● WORK INSTRUCTIONS: Below this task are records; return each one exactly and omit its images.

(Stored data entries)
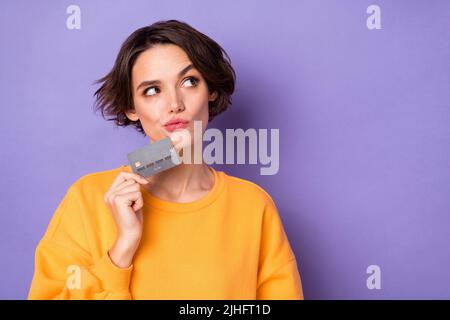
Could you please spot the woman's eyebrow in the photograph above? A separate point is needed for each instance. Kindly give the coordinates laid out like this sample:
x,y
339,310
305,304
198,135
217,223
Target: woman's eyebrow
x,y
150,82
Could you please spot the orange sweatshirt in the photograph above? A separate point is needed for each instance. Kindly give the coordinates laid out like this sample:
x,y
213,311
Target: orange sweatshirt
x,y
230,244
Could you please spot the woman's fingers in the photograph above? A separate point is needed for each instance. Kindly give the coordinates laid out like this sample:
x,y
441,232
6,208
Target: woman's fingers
x,y
123,179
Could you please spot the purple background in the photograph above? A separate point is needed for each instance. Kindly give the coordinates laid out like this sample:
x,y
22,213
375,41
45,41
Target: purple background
x,y
363,114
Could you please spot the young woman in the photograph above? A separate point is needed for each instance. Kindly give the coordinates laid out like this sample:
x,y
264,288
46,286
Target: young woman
x,y
189,232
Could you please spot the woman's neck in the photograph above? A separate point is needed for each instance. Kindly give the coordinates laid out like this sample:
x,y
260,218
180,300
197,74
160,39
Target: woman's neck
x,y
182,183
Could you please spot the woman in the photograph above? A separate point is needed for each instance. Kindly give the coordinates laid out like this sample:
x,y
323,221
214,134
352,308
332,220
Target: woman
x,y
189,232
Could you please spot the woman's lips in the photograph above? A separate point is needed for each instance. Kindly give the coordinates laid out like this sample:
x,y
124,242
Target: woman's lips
x,y
174,126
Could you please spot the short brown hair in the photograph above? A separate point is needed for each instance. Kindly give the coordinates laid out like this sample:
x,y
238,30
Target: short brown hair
x,y
114,97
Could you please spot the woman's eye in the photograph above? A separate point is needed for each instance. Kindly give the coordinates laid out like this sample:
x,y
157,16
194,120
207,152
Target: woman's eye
x,y
151,91
192,80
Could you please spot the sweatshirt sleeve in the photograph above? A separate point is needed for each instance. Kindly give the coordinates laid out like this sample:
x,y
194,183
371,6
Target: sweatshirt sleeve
x,y
64,266
278,276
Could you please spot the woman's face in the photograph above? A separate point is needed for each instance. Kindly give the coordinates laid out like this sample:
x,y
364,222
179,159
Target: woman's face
x,y
166,86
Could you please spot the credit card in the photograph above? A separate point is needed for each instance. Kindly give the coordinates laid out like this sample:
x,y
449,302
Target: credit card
x,y
153,158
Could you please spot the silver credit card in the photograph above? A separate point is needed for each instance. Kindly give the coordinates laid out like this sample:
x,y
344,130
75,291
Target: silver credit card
x,y
153,158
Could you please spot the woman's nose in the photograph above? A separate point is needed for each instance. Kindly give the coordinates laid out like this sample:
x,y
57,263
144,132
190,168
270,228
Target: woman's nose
x,y
176,105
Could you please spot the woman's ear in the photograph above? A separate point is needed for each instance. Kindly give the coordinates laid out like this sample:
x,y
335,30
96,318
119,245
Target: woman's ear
x,y
132,115
213,96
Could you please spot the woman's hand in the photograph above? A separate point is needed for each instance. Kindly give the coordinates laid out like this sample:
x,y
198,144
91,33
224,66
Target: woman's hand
x,y
124,199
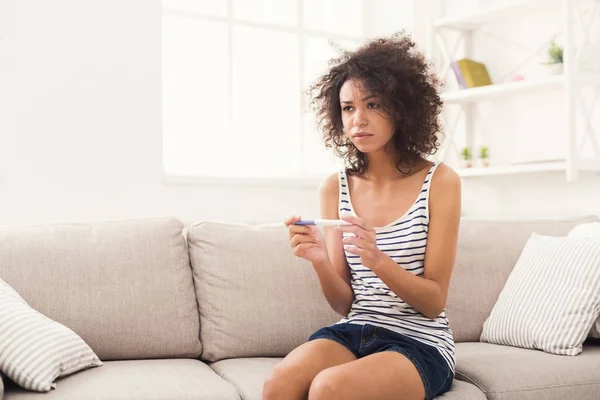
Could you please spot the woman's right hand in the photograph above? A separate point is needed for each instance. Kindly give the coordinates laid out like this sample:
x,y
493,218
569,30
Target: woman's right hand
x,y
307,241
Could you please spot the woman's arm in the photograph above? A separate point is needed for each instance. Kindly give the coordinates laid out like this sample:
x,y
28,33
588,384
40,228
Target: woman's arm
x,y
426,294
334,273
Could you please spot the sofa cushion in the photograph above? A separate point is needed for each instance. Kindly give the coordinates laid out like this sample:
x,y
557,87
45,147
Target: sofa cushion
x,y
511,373
183,379
256,298
551,298
462,390
249,374
125,287
488,249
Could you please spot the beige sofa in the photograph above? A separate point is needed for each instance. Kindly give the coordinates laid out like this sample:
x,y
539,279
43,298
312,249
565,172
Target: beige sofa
x,y
206,312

● REPLY TO THE EXERCISE:
Could you please spot the woman's eyebrow in the photograph above? A separate point is needed for each instance. Kindly give the coordinates laid out like this sample:
x,y
339,310
305,304
198,135
217,223
Target: woman's eyebrow
x,y
150,82
Could you please spot the orange sweatshirt in the photograph above? A separate point is needed for each instance. Kindly give the coordinates laid out like this sample:
x,y
213,311
Target: orange sweatshirt
x,y
230,244
Could you please spot the woman's fingers in the photograph above? A separate point is needed for each instance. Kindly give the coordinates laid out like this sample:
x,y
441,232
6,208
Target: woman's fingers
x,y
123,179
Could you please spot the purple background in the photograph above? A separate point is needed for each instance. Kindly give the coordinates laid out like this sample:
x,y
22,213
375,41
45,41
Target: purple background
x,y
363,114
Could you please spot the young woman in the photograph above? A separate point is needed for each instance. Kindly give the coordinates laid out like this sample:
x,y
264,288
46,286
Target: young woman
x,y
189,232
Could you please spot the woman's neck in the photograph above? A separate point is needed for each instance. Kindly give the coordinates laid out like this sample:
x,y
260,218
180,300
197,74
160,39
Target: woman's neck
x,y
182,183
Could you please spot the woman in the photograph above? A separate point is needed for each instance. Kindly give the coordinates laid out like this sample:
x,y
323,221
214,134
352,308
332,220
Target: woman
x,y
189,232
Could you please spot the woman's lips in the photograph above? A separate point is needed for each instance. Kindly give the coordinates laid out like this sample:
x,y
124,242
Target: woman's lips
x,y
174,126
Could you please spot the short brown hair in the photograph above? A separate point is needed for each instance. Kindly give the coordinates laid out like this sample:
x,y
238,30
Target: short brown hair
x,y
114,97
Could you please spot the woman's eye in the photograph above? A separate point is needed for each instance. Kindly give the coordinates laid out like this sample:
x,y
157,16
194,120
207,152
Target: woman's eye
x,y
151,91
192,80
Could you please spot the sweatshirt sleeve in the photograph above? A separate point is needed for each instance. Kindly give the coordinates laid out like this sample:
x,y
194,183
371,6
Target: sweatshirt sleeve
x,y
64,266
278,276
Could you please spot the woman's face in the photograph above? A separate point is needed for each instance. Kindly give the coordinates laid out like this sample:
x,y
364,222
179,159
Target: woman's face
x,y
166,86
Could you please spot the credit card in the photograph above? A separate point is needed for each instance. Kindly give the coordinates laid out like this sample:
x,y
449,302
Target: credit card
x,y
153,158
Could you please spot the silver credit card in the photograph above? A separate point is needed for each instance. Kindly give the coordinates laid out like this sample:
x,y
344,130
75,291
Target: silver credit card
x,y
153,158
Could you please spot the woman's nose in the photograph above? A separate point is needed for each instance. Kindly give the coordinates laid out like this sample:
x,y
57,263
144,132
190,168
270,228
Target: woman's nose
x,y
176,105
Could you please spot the woman's ear in the photograph above? A separate point is needed for each instance. Kindly give the coordinates laid out like this sample:
x,y
335,30
96,318
119,245
Target: woman's ear
x,y
132,115
213,96
Could you please spot the woman's hand in the photograph above? A separate point is needed for each instance. Kindly give the coordinates laid out like this sample:
x,y
198,144
91,33
224,66
Target: woman's hand
x,y
124,199
Could you please spot the woman's right hand in the photograph above? A separate point is needed for each instance. Kindly give the coordinates laid out like this sample:
x,y
493,218
569,30
Target: woman's right hand
x,y
307,241
Could you please spot the woman's arm in the photograph above? A separate point is needed for each instance. Kindly give the coordinates laid out like this sample:
x,y
28,33
588,384
40,228
Target: woman's arm
x,y
426,294
334,273
Could you please spot the sofa cushion in the photograph above? A separate point is needed for each instance. Kindly give the coordinates laid out like this sample:
x,y
557,87
45,147
Target: sofa cushion
x,y
511,373
183,379
256,298
551,298
462,390
249,374
125,287
488,249
Could you please spot the beige sofa in the photograph above? A separate point is needed for each instance. Kindly give the coordinates laid out like this sample:
x,y
539,279
43,298
312,249
565,172
Target: beige sofa
x,y
206,312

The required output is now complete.